• **Task requirements**:
Output all of the records exactly as written.

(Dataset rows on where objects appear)

+++

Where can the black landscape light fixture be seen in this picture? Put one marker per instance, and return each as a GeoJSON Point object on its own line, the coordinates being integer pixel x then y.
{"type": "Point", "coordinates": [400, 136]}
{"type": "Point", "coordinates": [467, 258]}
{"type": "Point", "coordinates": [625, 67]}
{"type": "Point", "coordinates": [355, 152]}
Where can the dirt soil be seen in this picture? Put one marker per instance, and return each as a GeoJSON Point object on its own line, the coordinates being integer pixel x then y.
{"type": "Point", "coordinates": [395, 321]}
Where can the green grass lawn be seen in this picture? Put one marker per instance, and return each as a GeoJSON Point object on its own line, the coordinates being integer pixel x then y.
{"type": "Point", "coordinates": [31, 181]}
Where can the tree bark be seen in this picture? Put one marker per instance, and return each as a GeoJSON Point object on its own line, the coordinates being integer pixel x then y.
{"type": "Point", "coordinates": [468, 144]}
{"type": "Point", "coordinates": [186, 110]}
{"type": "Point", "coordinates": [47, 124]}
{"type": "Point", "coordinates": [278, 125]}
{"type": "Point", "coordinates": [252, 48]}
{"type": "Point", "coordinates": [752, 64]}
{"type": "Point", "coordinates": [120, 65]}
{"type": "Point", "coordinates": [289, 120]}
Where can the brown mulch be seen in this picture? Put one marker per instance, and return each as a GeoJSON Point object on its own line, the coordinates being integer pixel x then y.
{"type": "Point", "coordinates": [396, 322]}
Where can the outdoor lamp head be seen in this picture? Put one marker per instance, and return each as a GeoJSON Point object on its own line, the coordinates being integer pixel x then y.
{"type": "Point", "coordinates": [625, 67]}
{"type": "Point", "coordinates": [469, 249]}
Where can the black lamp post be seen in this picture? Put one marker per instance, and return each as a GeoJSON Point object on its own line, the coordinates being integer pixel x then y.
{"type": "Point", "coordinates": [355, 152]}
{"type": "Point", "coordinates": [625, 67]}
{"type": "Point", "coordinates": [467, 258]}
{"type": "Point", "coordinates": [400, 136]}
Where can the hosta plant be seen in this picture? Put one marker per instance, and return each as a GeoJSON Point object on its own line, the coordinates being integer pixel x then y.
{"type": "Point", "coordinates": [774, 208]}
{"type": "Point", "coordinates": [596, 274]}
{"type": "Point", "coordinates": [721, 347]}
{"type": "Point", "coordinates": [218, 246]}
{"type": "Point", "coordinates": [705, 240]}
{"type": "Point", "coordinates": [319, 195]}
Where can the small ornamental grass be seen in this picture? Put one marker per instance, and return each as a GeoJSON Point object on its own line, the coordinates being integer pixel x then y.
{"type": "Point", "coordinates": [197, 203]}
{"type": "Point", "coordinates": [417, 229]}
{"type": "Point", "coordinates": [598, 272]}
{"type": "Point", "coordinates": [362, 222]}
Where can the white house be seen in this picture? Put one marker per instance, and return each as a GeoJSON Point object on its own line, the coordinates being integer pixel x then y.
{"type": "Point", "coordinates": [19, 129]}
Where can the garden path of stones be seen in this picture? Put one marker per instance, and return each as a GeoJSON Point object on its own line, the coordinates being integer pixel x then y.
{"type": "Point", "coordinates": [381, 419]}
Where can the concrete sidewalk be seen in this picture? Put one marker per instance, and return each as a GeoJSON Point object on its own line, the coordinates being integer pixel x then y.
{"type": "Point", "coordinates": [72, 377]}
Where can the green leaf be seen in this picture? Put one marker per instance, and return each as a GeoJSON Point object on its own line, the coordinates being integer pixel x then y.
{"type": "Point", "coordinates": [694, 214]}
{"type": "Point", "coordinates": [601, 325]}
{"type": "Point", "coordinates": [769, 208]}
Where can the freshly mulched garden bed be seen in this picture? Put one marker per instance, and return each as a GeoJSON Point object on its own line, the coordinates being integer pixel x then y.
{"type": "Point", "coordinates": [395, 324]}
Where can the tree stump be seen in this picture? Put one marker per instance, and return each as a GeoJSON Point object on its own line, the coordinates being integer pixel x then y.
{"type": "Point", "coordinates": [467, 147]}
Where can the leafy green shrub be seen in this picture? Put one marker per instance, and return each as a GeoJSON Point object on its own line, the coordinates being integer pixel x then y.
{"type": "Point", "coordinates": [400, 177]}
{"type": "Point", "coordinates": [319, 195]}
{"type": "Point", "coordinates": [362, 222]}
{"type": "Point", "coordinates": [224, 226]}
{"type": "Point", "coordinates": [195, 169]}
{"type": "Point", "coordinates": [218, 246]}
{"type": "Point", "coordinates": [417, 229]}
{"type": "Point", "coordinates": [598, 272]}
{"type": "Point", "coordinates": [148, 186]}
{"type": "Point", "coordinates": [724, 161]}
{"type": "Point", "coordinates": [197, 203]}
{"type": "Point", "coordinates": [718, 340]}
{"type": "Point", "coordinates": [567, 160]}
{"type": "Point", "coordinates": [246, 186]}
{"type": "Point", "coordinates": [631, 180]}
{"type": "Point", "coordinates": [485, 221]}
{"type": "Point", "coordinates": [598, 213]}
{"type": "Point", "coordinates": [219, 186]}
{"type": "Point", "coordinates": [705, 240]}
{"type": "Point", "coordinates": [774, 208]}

+++

• **Correct response**:
Where can the black landscape light fixture be seen in this picture? Put one marker per instance, and return each as a GeoJSON Point object on its own line, the coordinates being integer pixel x then y.
{"type": "Point", "coordinates": [400, 136]}
{"type": "Point", "coordinates": [467, 258]}
{"type": "Point", "coordinates": [625, 67]}
{"type": "Point", "coordinates": [355, 152]}
Where can the dirt soil be seen in this picture? Put one marker per instance, and return each as a GeoJSON Point object on its own line, the coordinates being integer pixel x then y.
{"type": "Point", "coordinates": [395, 321]}
Where can the green grass lawn be seen in this picture? Put one marker per instance, and return each as a GeoJSON Point object on its own line, the coordinates being integer pixel x then y.
{"type": "Point", "coordinates": [31, 181]}
Where can the tree bark be seen in this picture? Put one marker per instance, and return each as a GeoJSON Point object on its own line, the coordinates being integer pixel x then y.
{"type": "Point", "coordinates": [468, 144]}
{"type": "Point", "coordinates": [186, 110]}
{"type": "Point", "coordinates": [47, 124]}
{"type": "Point", "coordinates": [278, 125]}
{"type": "Point", "coordinates": [252, 48]}
{"type": "Point", "coordinates": [752, 64]}
{"type": "Point", "coordinates": [120, 65]}
{"type": "Point", "coordinates": [289, 120]}
Where can the brown mulch be seen in this picture? Put one marker per instance, and return each as a GeoJSON Point object on its own line, the coordinates being integer pixel x then y.
{"type": "Point", "coordinates": [396, 322]}
Where can the outdoor lamp head be seen in this picture? Put one marker per instance, and return each as a GeoJSON Point object on its own line, the coordinates being integer pixel x then y.
{"type": "Point", "coordinates": [625, 67]}
{"type": "Point", "coordinates": [469, 249]}
Where can the black lamp post be seen in this picture? Put one marker per instance, and return each as a GeoJSON Point object on its own line, the coordinates being integer pixel x then y.
{"type": "Point", "coordinates": [355, 152]}
{"type": "Point", "coordinates": [625, 67]}
{"type": "Point", "coordinates": [467, 258]}
{"type": "Point", "coordinates": [400, 136]}
Where can the hosta plant be seen in this picture? Put one marker per instance, and return each as a GeoJSON Point object on its own line, the coordinates being integer pixel x then y.
{"type": "Point", "coordinates": [774, 208]}
{"type": "Point", "coordinates": [596, 274]}
{"type": "Point", "coordinates": [721, 347]}
{"type": "Point", "coordinates": [218, 246]}
{"type": "Point", "coordinates": [705, 240]}
{"type": "Point", "coordinates": [319, 195]}
Where can the small ornamental grass be seen in this picture? Put one marker per instance, and return each as a GeoJSON Point object on its own line, the coordinates being integer pixel x then y.
{"type": "Point", "coordinates": [197, 203]}
{"type": "Point", "coordinates": [417, 229]}
{"type": "Point", "coordinates": [598, 272]}
{"type": "Point", "coordinates": [362, 222]}
Where can the white house be seen in this picture? Put one marker per instance, and return each as a GeoJSON Point object on its own line, the coordinates being integer pixel x then y.
{"type": "Point", "coordinates": [19, 129]}
Where can the garden path of stones be seen in this picture? Put one marker per instance, and return each as a GeoJSON Point object on its own line, the coordinates being integer pixel x then y.
{"type": "Point", "coordinates": [381, 419]}
Where can the concrete sidewalk be seen in this picture? Put one marker per instance, and return each as a GeoJSON Point object on its own line, the coordinates being integer pixel x then y.
{"type": "Point", "coordinates": [72, 377]}
Where can the green leaf be seen in this picture? Put one marker per instance, and return each as a GeoJSON Point object on its own line, the coordinates being integer pixel x then y.
{"type": "Point", "coordinates": [694, 214]}
{"type": "Point", "coordinates": [601, 325]}
{"type": "Point", "coordinates": [769, 208]}
Where can the freshly mulched garden bed be seen in this picture? Put one marker per instance, and return each as a GeoJSON Point object on its own line, the coordinates being integer pixel x then y.
{"type": "Point", "coordinates": [395, 324]}
Where can the tree stump be seen in this picture? Put one marker per instance, and return each as a GeoJSON Point object on its own line, the coordinates being integer pixel x then y.
{"type": "Point", "coordinates": [467, 147]}
Where can the leafy green shrub be seen in this picture? Put one marker per instance, and return each as a GeoJSON Point object on its own line, the coordinates being integer pixel x then y.
{"type": "Point", "coordinates": [400, 177]}
{"type": "Point", "coordinates": [319, 195]}
{"type": "Point", "coordinates": [362, 222]}
{"type": "Point", "coordinates": [224, 226]}
{"type": "Point", "coordinates": [195, 169]}
{"type": "Point", "coordinates": [218, 246]}
{"type": "Point", "coordinates": [417, 229]}
{"type": "Point", "coordinates": [598, 272]}
{"type": "Point", "coordinates": [148, 186]}
{"type": "Point", "coordinates": [724, 161]}
{"type": "Point", "coordinates": [197, 203]}
{"type": "Point", "coordinates": [718, 340]}
{"type": "Point", "coordinates": [567, 160]}
{"type": "Point", "coordinates": [246, 186]}
{"type": "Point", "coordinates": [631, 180]}
{"type": "Point", "coordinates": [485, 221]}
{"type": "Point", "coordinates": [598, 213]}
{"type": "Point", "coordinates": [219, 186]}
{"type": "Point", "coordinates": [705, 240]}
{"type": "Point", "coordinates": [774, 208]}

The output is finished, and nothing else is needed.